A turtle’s underwater life has long been a mystery for science. Modern equipment such as GPS loggers give a lot of interesting insight into the turtle’s life, but there are things that GPS loggers simply cannot register. To learn more about the behaviour of turtles on a fine spatio-temporal scale, scientists resort to different technologies.

In 2005 Dr Richard Reina from Monash University collaborated with National Geographic to study the behaviour of female leatherbacks during their nesting season. The researchers attached video cameras to the carapace of female leatherbacks using suction caps. The cameras were automatically released from the turtle after several hours and the researchers then relocated the devices using a VHF transmitter. The footage presented an interesting view of underwater life from a turtle’s perspective and provided new insight into the private life of leatherbacks:

  • The video showed that the females turtles did not feed during the nesting season (which can span several months!).
  • The footage also exposed the aggressive and harassing behaviour of males wanting to pair with the females. Some males would repeatedly strike and bite the females. Others would even try to prevent the females from returning to the surface.
  • The video also revealed that some females seemed to actively avoid the males.

The results of this study were published in the Journal of Experimental Marine Biology and Ecology.

Using the turtle-borne camera has therefore given the researchers a great perspective on what the turtles do in their natural environment. New research published last month in Frontiers in Ecology and Evolution studied the feeding behaviour of leatherbacks off the coast of Nova Scotia. In the following video you can see a leatherback looking for its favourite meal!

•••••

TASK PROMPT
From the text on leatherback turtles, copy out word for word the passage starting with "In 2005 Dr Richard" and going on through "span several months!).".

•••••

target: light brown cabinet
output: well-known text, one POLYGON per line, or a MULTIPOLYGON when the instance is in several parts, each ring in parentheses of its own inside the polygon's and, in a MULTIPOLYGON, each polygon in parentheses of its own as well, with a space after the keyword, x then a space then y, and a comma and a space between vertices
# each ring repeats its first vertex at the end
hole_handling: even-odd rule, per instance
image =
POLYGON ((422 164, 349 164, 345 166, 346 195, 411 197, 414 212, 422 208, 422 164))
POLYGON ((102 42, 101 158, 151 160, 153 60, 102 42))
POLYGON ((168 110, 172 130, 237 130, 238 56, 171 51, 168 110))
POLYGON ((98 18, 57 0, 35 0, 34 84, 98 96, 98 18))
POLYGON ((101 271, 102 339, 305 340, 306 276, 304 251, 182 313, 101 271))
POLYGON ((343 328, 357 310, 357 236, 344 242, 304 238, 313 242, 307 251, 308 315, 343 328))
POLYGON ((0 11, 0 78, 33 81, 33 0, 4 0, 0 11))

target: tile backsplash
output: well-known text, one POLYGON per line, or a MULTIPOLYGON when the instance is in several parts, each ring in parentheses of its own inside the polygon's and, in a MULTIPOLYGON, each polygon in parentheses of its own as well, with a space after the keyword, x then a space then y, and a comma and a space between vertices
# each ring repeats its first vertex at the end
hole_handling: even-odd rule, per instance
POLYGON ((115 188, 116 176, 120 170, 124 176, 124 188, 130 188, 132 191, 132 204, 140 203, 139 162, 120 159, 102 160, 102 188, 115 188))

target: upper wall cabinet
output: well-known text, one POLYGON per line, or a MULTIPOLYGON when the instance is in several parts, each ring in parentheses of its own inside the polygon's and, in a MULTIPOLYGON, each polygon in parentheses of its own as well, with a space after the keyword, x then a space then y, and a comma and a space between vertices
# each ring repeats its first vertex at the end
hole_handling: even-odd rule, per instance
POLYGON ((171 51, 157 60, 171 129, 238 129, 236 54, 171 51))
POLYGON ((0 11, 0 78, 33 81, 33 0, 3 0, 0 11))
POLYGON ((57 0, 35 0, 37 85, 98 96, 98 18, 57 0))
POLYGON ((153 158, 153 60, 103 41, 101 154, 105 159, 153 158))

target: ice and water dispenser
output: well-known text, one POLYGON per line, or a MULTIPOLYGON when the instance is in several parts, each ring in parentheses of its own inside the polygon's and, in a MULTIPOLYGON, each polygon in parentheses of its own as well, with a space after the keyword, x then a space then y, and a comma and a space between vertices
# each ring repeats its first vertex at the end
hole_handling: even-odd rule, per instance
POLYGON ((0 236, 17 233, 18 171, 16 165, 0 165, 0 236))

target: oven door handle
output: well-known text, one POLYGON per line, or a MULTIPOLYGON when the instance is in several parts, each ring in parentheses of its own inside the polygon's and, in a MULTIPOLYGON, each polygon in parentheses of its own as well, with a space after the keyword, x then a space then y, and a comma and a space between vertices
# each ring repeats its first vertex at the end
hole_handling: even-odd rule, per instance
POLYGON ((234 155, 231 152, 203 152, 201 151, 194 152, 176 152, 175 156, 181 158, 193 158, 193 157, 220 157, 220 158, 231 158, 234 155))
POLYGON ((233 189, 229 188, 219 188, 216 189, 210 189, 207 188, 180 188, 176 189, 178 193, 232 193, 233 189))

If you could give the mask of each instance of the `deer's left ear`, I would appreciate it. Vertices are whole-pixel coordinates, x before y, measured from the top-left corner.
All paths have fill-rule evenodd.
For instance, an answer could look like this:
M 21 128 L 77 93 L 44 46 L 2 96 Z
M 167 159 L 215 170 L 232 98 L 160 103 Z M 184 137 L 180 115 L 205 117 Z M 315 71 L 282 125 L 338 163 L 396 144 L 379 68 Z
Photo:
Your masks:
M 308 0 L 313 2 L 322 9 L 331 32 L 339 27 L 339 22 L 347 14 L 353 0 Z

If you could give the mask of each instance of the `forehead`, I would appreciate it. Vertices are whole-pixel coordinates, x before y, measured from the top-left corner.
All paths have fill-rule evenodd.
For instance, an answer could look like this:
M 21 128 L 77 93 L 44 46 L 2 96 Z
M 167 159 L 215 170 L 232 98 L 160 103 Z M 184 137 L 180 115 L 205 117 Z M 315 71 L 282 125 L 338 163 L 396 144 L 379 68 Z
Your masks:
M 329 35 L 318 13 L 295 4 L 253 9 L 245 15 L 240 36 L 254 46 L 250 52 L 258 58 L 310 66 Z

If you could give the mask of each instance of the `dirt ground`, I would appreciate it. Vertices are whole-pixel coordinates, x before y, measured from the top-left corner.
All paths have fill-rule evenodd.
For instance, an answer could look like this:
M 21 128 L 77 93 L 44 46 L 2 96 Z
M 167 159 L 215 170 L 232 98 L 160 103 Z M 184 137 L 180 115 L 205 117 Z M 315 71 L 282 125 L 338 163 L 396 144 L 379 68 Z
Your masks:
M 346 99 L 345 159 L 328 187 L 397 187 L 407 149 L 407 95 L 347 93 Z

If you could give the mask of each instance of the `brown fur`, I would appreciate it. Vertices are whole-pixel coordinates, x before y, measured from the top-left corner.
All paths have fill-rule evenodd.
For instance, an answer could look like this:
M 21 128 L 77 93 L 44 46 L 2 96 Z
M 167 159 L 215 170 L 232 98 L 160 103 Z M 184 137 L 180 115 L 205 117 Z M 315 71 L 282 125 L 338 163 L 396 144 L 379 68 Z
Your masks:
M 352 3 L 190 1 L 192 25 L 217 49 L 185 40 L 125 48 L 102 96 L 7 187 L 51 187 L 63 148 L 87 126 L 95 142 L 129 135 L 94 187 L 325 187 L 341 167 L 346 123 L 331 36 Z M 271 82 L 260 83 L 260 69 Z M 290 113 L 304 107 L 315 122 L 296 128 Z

•••••

WRITTEN REPLY
In 2005 Dr Richard Reina from Monash University collaborated with National Geographic to study the behaviour of female leatherbacks during their nesting season. The researchers attached video cameras to the carapace of female leatherbacks using suction caps. The cameras were automatically released from the turtle after several hours and the researchers then relocated the devices using a VHF transmitter. The footage presented an interesting view of underwater life from a turtle’s perspective and provided new insight into the private life of leatherbacks:

  • The video showed that the females turtles did not feed during the nesting season (which can span several months!).